## Exercise objective
Give back exactly the lines running from the line with "girl wearing bear" to the end of the entries, and only those lines.

** START OF Data to use **

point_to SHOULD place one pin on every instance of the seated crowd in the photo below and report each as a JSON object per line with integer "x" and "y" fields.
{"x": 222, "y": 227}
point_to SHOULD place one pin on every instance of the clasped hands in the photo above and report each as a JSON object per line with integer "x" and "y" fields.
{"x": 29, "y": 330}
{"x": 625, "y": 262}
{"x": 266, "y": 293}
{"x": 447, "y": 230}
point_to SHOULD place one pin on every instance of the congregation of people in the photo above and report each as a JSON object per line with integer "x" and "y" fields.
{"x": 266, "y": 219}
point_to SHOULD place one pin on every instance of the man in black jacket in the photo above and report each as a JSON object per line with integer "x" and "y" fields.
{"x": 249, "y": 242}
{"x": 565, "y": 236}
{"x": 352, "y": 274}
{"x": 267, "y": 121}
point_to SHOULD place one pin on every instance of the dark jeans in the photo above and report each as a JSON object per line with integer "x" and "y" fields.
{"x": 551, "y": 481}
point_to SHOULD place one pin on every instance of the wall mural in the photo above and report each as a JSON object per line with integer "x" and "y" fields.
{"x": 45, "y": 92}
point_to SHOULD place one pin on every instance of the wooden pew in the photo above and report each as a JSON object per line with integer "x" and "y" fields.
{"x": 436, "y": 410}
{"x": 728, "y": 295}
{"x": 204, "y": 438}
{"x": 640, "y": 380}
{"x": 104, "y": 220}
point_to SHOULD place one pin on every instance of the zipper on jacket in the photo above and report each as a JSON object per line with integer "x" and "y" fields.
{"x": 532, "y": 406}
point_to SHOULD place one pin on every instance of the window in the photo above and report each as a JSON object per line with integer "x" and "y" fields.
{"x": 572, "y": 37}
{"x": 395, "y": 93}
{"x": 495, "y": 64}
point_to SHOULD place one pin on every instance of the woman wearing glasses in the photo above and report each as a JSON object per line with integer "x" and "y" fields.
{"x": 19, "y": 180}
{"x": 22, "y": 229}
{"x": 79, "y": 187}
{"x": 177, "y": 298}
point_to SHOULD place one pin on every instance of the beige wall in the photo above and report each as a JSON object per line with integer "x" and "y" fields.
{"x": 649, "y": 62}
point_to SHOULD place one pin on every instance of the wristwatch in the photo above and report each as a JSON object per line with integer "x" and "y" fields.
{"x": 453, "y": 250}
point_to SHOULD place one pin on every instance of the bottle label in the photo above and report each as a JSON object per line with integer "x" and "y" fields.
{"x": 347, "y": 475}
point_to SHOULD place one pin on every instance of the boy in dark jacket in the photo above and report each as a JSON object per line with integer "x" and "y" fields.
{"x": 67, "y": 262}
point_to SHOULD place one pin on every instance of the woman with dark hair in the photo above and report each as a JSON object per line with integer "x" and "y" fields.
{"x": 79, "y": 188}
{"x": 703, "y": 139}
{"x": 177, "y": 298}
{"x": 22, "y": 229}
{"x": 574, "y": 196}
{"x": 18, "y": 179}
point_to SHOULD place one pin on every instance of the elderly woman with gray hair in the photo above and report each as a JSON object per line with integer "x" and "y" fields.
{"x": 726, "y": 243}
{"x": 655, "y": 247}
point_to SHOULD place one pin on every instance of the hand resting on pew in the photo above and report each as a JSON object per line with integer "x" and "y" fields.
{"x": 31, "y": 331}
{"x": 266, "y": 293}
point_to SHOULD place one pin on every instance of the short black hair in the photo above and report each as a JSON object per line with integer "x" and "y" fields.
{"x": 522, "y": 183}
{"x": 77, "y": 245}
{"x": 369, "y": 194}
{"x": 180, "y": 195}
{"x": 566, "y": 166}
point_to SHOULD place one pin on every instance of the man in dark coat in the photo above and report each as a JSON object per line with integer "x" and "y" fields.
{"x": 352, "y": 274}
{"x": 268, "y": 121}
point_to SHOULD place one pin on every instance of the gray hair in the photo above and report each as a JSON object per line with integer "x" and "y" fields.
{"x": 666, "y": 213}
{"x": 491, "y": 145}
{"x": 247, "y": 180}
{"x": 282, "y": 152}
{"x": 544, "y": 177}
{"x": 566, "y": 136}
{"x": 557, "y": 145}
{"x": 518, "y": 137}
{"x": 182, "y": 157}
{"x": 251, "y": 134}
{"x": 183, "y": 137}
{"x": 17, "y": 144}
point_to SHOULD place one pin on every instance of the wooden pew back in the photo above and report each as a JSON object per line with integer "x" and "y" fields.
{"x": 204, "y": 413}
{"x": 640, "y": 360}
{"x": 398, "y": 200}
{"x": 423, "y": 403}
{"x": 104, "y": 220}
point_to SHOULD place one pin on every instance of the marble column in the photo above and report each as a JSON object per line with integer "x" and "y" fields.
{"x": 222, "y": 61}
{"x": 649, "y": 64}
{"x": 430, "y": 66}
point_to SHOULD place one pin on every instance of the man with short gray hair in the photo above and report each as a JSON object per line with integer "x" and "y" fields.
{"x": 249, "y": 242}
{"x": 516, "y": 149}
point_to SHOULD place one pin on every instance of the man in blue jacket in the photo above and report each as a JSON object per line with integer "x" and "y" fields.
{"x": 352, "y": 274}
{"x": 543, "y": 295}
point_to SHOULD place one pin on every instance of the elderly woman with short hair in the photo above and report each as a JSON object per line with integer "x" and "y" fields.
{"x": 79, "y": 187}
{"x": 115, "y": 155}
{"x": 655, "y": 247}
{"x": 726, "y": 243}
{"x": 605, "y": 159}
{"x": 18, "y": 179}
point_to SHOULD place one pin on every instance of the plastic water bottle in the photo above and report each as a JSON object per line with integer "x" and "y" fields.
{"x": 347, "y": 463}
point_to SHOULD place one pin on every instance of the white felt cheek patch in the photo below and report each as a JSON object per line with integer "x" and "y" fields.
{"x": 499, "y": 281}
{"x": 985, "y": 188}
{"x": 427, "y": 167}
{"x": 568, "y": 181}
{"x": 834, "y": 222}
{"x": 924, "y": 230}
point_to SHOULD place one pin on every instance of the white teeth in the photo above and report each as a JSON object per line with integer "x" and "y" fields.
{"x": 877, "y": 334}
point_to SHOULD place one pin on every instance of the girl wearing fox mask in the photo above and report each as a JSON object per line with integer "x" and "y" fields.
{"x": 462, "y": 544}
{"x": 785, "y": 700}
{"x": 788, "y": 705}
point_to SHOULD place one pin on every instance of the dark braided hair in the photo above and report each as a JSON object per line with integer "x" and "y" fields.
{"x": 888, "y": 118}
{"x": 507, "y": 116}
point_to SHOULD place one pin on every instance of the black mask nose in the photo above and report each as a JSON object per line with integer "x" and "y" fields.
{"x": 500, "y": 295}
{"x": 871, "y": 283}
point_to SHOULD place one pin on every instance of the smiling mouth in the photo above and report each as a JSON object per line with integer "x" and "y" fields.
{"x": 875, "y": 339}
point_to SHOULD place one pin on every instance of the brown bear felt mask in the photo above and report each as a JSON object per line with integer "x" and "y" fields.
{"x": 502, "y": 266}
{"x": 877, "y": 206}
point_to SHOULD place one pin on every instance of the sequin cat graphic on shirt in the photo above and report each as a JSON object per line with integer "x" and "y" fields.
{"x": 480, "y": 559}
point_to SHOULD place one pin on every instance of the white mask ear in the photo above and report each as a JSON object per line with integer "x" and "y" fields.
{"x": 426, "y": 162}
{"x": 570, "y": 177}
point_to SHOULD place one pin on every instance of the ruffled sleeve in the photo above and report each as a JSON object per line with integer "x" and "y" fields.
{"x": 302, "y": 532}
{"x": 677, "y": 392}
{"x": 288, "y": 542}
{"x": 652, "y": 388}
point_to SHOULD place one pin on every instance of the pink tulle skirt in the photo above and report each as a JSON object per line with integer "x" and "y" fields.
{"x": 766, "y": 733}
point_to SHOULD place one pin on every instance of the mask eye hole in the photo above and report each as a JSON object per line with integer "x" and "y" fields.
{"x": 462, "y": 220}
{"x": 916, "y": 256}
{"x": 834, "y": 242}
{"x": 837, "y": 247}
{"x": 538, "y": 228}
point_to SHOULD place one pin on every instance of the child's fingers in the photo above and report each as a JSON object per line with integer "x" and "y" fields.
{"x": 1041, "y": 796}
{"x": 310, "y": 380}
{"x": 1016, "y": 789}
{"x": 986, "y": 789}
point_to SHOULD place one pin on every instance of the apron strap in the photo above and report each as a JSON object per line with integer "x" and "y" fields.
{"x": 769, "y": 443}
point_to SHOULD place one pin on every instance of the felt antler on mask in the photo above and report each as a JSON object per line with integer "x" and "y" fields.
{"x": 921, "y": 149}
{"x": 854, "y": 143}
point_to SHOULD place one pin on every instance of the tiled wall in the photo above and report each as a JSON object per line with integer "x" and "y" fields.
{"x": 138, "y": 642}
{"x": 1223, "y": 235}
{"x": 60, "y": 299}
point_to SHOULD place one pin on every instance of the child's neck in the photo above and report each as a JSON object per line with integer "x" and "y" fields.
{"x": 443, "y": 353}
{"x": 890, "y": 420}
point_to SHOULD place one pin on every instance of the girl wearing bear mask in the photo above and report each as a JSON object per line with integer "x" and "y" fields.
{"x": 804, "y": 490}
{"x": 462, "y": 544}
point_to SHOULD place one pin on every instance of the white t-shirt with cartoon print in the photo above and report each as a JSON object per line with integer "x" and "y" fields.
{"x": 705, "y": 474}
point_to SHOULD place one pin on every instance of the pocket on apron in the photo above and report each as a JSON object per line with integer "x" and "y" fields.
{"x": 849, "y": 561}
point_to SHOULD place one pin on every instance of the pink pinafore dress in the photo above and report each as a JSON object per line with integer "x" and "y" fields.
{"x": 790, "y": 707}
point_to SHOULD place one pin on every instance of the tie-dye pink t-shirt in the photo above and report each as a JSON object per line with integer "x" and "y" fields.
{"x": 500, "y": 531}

** END OF Data to use **

## Solution
point_to SHOULD place one pin on every instance of the girl wearing bear mask in the photo above and report each as a JSON object per line with integer "x" and "y" fields.
{"x": 804, "y": 490}
{"x": 462, "y": 544}
point_to SHOULD place one pin on every instance of the white t-shirt with cartoon print in the photo above and report each as a JSON object per line with integer "x" and "y" fields.
{"x": 705, "y": 474}
point_to SHOULD place one pin on every instance of the pocket on apron in the photo above and report each as a JSON object per line with integer "x" and "y" fields.
{"x": 849, "y": 561}
point_to SHOULD place one pin on every instance of the pink pinafore dress in the photo above and report each as a JSON object per line with integer "x" and "y" fields.
{"x": 790, "y": 707}
point_to SHOULD place one pin on every instance of the tie-dye pink t-shirt in the photo above and report each as a JSON object per line with integer "x" and "y" fields.
{"x": 500, "y": 531}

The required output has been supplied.